TASK DIRECTIONS:
Rewrite the part of the listing below that runs from the line containing "Please spot the" through the end of the listing, requests included. Shift every coordinate in the answers by adding 132 to it.
──────── INFORMATION SUPPLIED ────────
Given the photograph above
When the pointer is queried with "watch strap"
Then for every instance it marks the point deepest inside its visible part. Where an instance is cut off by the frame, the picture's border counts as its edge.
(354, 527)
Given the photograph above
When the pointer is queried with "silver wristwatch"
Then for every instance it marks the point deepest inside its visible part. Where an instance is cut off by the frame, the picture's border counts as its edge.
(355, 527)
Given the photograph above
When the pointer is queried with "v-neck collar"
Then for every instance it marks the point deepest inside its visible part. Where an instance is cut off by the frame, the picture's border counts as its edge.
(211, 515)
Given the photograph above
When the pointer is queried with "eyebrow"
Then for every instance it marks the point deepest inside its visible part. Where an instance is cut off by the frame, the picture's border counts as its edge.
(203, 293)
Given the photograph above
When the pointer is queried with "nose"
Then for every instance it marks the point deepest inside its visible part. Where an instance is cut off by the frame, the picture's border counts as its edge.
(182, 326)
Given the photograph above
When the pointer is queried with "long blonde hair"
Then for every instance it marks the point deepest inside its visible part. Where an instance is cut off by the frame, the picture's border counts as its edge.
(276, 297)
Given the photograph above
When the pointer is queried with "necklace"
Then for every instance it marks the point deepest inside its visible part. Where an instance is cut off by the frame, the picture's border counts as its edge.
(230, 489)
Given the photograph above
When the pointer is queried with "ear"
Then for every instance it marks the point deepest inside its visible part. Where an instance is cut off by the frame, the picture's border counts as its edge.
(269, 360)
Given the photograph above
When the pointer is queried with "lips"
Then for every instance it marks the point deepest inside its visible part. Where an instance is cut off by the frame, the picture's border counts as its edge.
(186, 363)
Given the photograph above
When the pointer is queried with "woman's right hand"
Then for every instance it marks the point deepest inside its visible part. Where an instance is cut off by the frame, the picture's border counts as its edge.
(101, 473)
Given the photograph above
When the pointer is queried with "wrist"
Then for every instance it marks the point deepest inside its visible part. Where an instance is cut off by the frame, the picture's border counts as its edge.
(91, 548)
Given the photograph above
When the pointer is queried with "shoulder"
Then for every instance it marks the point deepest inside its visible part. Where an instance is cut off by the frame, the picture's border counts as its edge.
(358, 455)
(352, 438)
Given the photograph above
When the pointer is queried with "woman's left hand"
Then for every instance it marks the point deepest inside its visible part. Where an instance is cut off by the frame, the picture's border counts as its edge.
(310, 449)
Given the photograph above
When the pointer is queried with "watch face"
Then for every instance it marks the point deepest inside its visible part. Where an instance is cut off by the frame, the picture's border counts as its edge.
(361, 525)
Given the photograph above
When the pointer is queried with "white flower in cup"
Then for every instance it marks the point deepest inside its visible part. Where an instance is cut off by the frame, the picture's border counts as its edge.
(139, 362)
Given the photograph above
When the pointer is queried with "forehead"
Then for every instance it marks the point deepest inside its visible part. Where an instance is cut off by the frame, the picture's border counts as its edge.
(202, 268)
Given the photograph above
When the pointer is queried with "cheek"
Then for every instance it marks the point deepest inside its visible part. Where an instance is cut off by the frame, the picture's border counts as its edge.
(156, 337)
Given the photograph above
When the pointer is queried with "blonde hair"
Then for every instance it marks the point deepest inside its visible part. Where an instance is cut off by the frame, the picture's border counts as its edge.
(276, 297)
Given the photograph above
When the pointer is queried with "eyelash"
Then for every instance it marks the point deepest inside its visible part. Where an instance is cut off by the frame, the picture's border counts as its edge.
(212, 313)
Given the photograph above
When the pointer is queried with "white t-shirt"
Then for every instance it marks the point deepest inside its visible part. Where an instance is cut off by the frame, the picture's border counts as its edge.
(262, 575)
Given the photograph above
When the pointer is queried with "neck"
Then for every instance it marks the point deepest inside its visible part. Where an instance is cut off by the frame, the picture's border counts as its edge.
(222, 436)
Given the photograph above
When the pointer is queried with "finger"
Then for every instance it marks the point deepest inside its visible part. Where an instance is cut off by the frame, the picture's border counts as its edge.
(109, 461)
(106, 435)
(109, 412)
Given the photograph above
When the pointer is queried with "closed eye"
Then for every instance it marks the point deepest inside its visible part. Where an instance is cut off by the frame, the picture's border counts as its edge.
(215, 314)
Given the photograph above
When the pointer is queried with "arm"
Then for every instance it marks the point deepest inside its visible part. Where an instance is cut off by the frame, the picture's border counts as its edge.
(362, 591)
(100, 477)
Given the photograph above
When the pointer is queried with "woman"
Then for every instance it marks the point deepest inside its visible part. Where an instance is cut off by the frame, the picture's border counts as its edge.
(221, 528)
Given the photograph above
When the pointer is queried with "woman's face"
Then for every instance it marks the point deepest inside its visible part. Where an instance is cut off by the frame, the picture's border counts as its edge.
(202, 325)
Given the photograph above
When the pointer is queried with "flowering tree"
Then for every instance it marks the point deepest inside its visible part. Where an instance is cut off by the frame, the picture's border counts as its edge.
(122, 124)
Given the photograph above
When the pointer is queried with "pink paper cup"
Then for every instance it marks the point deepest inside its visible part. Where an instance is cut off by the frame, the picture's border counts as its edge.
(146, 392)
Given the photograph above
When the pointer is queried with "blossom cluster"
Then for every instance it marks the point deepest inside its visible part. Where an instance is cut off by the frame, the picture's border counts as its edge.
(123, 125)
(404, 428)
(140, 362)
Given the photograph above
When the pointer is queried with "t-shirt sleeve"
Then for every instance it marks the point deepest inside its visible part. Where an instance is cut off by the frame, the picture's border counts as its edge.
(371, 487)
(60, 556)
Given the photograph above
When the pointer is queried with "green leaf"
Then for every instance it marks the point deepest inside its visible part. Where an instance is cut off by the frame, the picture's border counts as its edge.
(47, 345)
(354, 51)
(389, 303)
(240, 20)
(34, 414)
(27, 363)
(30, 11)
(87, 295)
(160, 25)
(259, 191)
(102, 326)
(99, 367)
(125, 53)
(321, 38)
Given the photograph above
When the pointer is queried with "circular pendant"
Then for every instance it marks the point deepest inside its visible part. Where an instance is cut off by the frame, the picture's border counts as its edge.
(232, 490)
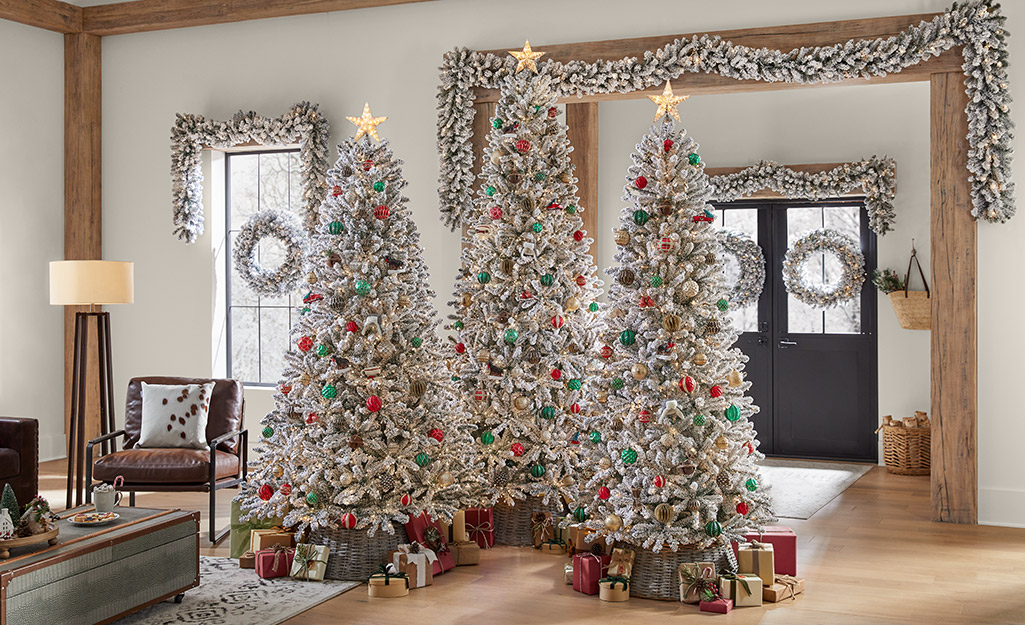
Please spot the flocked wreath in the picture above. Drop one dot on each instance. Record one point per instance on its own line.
(286, 228)
(848, 251)
(751, 262)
────────
OUTPUT OF THE TASK:
Please spot the flocked wreath in the picture above. Drop one dot on each instance. Record one point per instance on its own line.
(418, 360)
(980, 383)
(883, 394)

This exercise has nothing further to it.